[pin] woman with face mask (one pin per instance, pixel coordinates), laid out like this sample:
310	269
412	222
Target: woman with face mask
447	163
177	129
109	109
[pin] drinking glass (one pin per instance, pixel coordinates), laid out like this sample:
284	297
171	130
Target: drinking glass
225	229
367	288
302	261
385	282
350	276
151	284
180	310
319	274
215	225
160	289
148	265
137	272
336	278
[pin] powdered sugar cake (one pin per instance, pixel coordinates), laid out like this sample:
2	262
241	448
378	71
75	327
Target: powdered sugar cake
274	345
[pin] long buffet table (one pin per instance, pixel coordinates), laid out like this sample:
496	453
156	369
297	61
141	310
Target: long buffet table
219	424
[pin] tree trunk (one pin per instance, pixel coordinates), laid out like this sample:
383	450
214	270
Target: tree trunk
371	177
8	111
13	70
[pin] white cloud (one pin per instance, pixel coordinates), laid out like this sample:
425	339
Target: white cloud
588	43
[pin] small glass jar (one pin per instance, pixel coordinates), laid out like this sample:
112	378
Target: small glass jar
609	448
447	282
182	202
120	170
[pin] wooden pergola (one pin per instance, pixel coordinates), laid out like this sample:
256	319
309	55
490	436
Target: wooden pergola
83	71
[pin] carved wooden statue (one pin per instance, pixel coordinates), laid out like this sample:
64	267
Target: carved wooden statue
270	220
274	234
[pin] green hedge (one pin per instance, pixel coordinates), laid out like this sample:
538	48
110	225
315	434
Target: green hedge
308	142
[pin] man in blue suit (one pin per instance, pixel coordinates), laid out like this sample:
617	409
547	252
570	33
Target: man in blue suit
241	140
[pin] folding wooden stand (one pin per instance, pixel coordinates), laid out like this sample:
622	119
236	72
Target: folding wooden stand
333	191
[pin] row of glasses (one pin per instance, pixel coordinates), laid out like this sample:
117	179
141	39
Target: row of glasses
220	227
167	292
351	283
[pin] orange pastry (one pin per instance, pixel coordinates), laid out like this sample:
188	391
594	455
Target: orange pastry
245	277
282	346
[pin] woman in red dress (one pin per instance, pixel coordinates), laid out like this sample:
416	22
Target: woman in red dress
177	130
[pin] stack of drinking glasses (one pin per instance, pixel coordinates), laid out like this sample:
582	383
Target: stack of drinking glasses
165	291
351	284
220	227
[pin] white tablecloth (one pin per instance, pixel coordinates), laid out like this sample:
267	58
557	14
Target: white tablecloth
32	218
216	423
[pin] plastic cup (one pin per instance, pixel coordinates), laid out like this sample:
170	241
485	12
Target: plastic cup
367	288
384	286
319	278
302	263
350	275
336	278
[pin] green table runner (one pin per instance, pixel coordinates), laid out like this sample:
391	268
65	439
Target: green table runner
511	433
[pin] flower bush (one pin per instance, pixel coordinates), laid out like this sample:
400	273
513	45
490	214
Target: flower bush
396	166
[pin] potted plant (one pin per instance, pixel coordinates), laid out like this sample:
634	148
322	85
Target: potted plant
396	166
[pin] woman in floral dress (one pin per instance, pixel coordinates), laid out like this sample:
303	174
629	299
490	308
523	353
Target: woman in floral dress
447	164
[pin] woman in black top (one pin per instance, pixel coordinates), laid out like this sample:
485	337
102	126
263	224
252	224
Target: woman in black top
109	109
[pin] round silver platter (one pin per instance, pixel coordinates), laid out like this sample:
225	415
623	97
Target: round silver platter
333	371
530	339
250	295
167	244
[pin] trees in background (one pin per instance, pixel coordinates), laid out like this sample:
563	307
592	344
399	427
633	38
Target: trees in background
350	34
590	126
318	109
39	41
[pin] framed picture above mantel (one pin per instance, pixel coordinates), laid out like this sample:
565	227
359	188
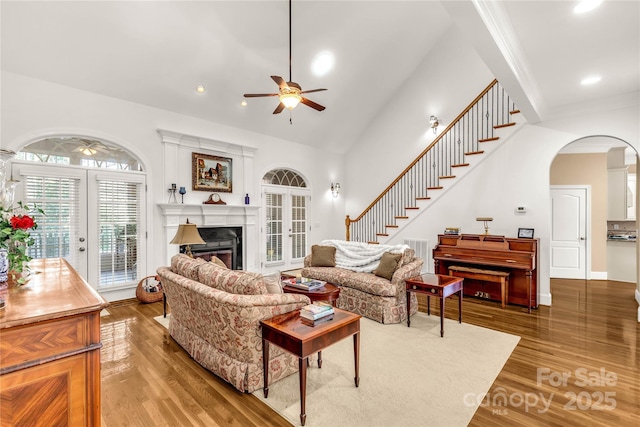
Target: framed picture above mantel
211	173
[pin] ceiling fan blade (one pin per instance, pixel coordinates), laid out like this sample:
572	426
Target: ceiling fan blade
280	82
312	104
312	90
255	95
279	108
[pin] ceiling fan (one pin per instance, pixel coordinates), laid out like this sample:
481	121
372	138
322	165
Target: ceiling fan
290	92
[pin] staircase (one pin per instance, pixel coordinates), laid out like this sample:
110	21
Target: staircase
476	132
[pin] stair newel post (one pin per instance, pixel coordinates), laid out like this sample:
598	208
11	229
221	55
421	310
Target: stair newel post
347	222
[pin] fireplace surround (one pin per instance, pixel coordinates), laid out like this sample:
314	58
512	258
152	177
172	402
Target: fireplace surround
224	223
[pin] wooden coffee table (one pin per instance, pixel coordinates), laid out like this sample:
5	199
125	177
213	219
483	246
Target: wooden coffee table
288	332
436	285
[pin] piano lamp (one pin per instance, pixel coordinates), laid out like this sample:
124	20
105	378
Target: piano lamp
486	220
188	235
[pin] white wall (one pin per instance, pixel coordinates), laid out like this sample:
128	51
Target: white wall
514	175
401	131
32	109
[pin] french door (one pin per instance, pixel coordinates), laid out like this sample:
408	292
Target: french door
286	226
93	218
569	232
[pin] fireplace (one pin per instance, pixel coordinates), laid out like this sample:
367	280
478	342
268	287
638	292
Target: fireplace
222	242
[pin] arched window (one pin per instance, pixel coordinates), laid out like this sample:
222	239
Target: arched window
285	177
75	150
286	199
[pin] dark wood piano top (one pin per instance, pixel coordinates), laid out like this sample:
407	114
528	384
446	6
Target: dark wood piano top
497	251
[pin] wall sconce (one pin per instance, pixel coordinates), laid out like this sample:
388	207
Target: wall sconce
335	189
434	123
486	221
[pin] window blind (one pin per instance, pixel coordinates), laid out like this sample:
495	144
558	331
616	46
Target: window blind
119	214
58	230
298	226
274	224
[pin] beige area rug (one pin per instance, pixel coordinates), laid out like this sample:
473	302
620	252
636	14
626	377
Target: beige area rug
408	376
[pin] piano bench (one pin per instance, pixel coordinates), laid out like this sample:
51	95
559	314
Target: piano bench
482	275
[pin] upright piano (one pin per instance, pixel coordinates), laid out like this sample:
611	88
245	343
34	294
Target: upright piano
518	257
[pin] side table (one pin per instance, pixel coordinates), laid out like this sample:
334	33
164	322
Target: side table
436	285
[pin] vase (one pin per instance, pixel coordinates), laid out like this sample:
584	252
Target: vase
4	265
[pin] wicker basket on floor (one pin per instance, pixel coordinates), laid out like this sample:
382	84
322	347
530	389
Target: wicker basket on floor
144	295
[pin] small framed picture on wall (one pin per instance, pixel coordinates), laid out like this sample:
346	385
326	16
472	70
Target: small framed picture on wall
211	173
525	233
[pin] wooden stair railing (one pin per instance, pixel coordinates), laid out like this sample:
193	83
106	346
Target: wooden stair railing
491	110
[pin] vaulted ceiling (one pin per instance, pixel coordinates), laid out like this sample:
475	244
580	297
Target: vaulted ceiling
156	52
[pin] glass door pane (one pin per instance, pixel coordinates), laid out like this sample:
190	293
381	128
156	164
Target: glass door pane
274	223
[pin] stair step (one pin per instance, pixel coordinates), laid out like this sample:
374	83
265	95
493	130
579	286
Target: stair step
504	125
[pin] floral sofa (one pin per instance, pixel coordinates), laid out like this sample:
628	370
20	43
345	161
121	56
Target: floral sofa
215	317
363	292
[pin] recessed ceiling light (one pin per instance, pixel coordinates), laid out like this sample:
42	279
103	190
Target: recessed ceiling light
590	80
586	6
322	63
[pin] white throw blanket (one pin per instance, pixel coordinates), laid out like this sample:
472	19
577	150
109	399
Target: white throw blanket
361	257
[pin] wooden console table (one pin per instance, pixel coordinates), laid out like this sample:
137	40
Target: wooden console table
436	285
50	349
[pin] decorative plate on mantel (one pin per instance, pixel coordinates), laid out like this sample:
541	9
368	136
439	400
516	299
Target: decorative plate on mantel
214	199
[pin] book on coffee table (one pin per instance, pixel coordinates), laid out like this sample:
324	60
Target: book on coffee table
304	284
309	322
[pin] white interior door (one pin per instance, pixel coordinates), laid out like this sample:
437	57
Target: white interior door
93	218
61	192
286	227
569	232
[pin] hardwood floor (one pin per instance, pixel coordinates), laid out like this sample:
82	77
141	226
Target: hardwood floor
589	335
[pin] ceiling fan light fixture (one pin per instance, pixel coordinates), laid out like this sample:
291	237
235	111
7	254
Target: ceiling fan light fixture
290	100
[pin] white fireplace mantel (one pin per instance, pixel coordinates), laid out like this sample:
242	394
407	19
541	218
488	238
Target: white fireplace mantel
203	215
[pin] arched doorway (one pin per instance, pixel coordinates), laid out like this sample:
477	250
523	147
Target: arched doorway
592	167
93	194
286	217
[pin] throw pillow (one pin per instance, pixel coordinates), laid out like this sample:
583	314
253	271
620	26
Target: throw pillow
388	264
272	281
323	256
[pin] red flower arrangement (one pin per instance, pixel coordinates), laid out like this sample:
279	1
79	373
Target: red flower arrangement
23	222
15	224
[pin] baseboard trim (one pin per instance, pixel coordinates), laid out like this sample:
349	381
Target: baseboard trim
544	299
598	275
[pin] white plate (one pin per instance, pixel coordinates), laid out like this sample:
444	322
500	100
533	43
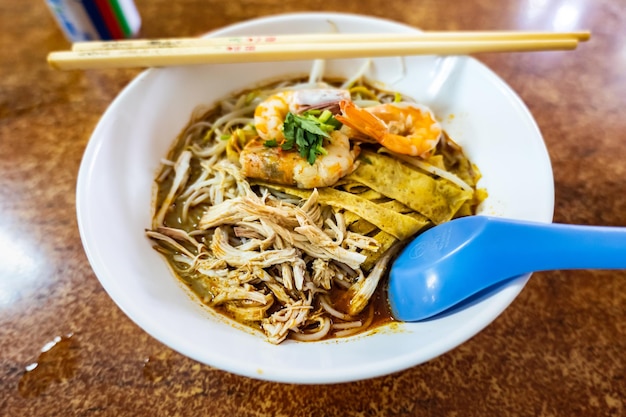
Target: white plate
115	183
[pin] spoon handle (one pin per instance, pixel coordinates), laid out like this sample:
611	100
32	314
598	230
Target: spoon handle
540	247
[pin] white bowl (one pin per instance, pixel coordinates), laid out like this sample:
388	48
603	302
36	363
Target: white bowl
115	188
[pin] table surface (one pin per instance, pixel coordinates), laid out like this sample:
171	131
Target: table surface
559	349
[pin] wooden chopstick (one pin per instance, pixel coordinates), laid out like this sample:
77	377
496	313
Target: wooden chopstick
190	51
581	36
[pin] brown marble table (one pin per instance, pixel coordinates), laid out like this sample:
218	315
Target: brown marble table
559	350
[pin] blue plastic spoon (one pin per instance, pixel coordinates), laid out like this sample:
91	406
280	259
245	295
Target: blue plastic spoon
456	260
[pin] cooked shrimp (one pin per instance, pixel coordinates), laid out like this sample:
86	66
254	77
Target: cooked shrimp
270	114
288	167
406	129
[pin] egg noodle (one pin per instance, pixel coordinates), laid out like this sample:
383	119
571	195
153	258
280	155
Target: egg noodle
282	206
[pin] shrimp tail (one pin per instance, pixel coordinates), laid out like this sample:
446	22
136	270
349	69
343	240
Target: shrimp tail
361	120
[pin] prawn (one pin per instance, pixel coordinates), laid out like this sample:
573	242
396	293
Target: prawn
270	114
288	167
403	128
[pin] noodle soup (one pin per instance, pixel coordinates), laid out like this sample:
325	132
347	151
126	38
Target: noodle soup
283	206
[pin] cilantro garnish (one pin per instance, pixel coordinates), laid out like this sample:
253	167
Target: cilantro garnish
306	133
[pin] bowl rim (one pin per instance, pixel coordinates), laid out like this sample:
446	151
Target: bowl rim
293	375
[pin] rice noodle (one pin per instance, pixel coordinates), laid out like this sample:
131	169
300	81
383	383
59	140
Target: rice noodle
294	263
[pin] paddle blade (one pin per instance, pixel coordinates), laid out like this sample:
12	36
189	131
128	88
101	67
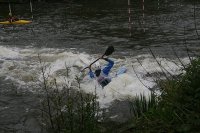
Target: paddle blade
109	50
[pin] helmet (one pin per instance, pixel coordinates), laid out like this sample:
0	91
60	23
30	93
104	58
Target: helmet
97	72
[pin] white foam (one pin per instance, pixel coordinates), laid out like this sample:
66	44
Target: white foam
24	68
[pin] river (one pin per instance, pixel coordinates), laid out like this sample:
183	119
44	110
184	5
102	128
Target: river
76	33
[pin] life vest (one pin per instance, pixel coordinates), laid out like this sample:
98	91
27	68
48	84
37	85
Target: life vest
103	80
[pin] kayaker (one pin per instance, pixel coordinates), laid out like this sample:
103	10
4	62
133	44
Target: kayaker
102	75
12	18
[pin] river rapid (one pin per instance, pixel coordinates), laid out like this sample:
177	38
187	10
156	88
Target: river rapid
73	34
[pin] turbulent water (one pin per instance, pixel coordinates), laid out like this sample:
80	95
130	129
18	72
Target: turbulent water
74	34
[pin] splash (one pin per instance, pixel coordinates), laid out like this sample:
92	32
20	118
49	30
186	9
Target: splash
23	66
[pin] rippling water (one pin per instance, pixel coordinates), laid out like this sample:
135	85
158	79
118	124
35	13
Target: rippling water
76	33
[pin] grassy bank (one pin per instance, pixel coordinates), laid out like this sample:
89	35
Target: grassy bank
177	108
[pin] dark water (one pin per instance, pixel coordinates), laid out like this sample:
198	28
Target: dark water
90	27
85	25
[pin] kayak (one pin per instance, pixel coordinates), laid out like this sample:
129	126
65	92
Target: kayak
18	22
122	70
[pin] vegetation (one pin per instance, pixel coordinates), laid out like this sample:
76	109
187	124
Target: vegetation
178	106
176	109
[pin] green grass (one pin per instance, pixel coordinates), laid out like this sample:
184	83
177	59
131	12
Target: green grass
177	109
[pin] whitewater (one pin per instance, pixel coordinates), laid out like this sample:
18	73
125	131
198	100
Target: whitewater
23	67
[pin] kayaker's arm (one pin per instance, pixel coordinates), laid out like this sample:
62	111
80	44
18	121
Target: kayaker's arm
91	73
108	67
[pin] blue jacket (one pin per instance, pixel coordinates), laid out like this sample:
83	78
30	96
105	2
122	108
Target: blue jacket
106	69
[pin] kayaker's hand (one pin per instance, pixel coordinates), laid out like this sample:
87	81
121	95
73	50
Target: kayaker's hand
106	59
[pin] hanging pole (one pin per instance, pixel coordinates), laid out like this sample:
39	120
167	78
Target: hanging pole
10	11
31	7
129	18
143	22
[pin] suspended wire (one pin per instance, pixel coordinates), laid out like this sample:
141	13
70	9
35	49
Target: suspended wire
10	11
31	9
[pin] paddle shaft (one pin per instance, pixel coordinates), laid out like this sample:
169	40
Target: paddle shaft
93	62
108	51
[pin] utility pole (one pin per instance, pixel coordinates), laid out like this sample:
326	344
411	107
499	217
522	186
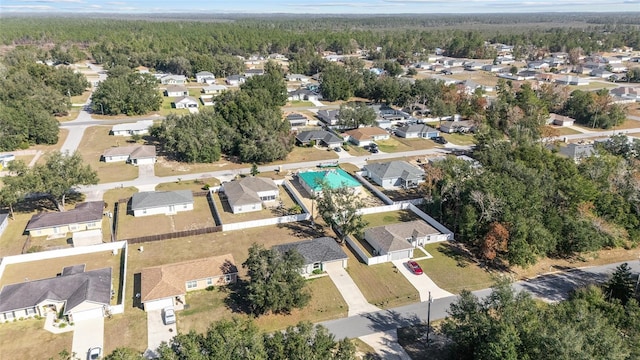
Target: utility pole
429	317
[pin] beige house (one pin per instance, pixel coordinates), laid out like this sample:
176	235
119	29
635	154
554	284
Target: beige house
167	285
85	216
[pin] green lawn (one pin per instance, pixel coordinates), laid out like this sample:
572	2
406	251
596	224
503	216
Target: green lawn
452	271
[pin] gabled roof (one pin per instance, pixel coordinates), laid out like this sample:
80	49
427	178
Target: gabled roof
169	280
136	126
155	199
366	133
72	287
334	178
245	191
322	249
394	170
83	213
326	136
394	237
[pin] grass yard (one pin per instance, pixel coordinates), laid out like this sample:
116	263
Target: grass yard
453	271
418	143
130	226
381	284
28	339
459	139
390	217
228	217
393	145
301	154
95	141
48	268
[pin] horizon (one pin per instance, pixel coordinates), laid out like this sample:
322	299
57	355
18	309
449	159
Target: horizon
305	7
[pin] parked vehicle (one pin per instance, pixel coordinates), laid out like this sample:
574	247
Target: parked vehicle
415	267
169	316
94	353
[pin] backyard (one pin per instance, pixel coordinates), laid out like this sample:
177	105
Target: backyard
95	141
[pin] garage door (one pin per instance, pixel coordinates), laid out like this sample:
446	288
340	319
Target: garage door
158	304
87	314
400	255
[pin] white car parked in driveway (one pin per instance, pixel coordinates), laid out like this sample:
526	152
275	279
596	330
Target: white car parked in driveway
169	316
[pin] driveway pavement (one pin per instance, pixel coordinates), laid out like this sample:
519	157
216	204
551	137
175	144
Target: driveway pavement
87	334
422	283
386	345
349	290
157	332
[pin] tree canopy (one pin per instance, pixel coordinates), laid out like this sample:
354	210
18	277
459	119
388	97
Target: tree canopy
275	284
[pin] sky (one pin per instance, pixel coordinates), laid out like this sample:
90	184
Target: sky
318	6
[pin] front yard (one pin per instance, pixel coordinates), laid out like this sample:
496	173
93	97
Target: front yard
95	141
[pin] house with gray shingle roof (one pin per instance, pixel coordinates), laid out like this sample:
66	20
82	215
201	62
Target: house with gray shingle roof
394	173
318	254
78	294
161	202
321	137
85	216
249	193
397	241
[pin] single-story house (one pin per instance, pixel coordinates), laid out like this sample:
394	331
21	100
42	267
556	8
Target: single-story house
4	222
417	130
397	241
205	77
253	72
321	137
176	90
318	254
297	77
394	173
296	119
577	152
137	128
249	193
76	293
329	117
214	89
366	135
302	95
161	202
167	285
461	126
85	216
312	180
134	154
560	120
173	80
235	80
185	102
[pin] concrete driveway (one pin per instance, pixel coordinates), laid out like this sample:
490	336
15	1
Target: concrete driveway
87	334
349	291
157	332
386	345
422	283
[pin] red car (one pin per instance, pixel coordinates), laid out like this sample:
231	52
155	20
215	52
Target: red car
415	267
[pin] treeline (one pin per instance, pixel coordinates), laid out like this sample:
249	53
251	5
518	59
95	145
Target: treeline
31	94
164	44
246	124
594	323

Your goal: Exactly as written, give the line containing "Target: house with gray shingle roof" and all remaining lines of the records.

Your response:
Target: house with gray shingle roof
394	173
318	254
78	294
161	202
321	137
85	216
249	193
397	241
[pin] single-story house (one pin per instance, pixel coordinates), laid out like this sample:
394	331
21	100
42	267
556	8
Target: single-story house
4	222
417	130
397	241
205	77
253	72
321	137
176	90
318	254
297	77
394	173
296	119
577	152
137	128
249	193
76	293
329	117
214	89
366	135
302	95
161	202
167	285
461	126
85	216
312	180
134	154
560	120
173	80
235	80
185	102
[pin] concrete driveway (one pin per instance, pixel coordinates), laid out like this sample:
490	336
15	1
Target: concrete driveway
87	334
349	291
157	332
386	345
422	283
[pin] red car (one pin per instance, pixel coordinates), laid out like this sample:
231	52
155	20
215	52
Target: red car
415	267
[pin] treeline (one pin per instance, pixel coordinates), laid out like this sample:
249	53
251	5
518	59
95	145
Target: treeline
31	94
164	44
246	124
594	323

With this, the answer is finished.